** START Page **

While anti-abortion advocates in the U.S. have embraced Chinese dissident Chen Guangcheng as a “pro-life” activist, Chen is, in fact, a crusader against forced abortion and sterilization. In the U.S., “pro-life” connotes opposition to abortion, per se, so Chen isn’t an anti-abortion activist in the U.S. sense. He is a self-taught lawyer who brought down the wrath of local officials by demanding they follow the law of the land and stop forced abortions and sterilizations.
As a “barefoot lawyer” Chen has fought to expand the rule of law on various issues, including environmental protection and the rights of disabled citizens; though it’s important to point out that his struggle doesn’t map neatly onto the U.S. abortion debate.
No Help From Beijing
Born in a rural village in Shandong Province, Chen, who lost his sight as a child, nevertheless managed to teach himself Chinese law. He acquired a reputation as an advocate who was willing to go to court on behalf of his neighbors. He became aware that many of the women in his village were being forced to abort and undergo sterilization. In 2005 he exposed these coercive tactics.
Forced abortions and sterilizations are illegal in China under a 2002 law that gives individuals the right to an “informed choice” in these matters. However, the central government publishes national population targets and holds local officials accountable for meeting them. Some officials resort to illegal and coercive tactics to meet their quotas. These abuses happen primarily in rural areas where families want more children to work the land. In the cities, most couples voluntarily limit the size of their families.

** END Page **
** START Information shown **

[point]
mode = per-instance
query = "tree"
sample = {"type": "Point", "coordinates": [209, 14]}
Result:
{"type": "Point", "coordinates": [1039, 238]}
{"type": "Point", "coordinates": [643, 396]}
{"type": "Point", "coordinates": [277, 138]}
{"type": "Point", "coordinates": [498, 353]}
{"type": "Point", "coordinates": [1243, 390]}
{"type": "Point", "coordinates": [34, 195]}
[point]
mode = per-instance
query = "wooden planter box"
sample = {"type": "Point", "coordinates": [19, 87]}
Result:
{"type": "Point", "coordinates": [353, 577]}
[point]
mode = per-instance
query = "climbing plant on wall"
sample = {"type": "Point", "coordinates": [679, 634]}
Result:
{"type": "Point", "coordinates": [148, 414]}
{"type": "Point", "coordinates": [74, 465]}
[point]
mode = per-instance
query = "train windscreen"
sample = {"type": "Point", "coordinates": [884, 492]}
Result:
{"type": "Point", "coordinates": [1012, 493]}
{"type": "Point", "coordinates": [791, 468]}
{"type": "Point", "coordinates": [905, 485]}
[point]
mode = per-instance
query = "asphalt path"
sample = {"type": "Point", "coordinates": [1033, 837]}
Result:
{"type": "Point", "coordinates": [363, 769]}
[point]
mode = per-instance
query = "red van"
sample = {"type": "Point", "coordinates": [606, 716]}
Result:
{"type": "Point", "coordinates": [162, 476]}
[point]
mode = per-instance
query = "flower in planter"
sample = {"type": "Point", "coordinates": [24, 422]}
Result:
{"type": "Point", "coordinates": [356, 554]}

** END Information shown **

Prompt 1 →
Please translate this sentence from the article about Chen Guangcheng into Spanish: "In the cities, most couples voluntarily limit the size of their families."
Prompt 2 →
According to the article about Chen Guangcheng, in what year did he expose the coercive tactics used against women in his village?
Prompt 3 →
Copy the article about Chen Guangcheng from "While anti-abortion advocates" to "abortions and sterilizations.", changing "self-taught lawyer" to "self-taught attorney".

Problem solution 1 →
En las ciudades, la mayoría de las parejas limitan voluntariamente el tamaño de sus familias.

Problem solution 2 →
In 2005.

Problem solution 3 →
While anti-abortion advocates in the U.S. have embraced Chinese dissident Chen Guangcheng as a “pro-life” activist, Chen is, in fact, a crusader against forced abortion and sterilization. In the U.S., “pro-life” connotes opposition to abortion, per se, so Chen isn’t an anti-abortion activist in the U.S. sense. He is a self-taught attorney who brought down the wrath of local officials by demanding they follow the law of the land and stop forced abortions and sterilizations.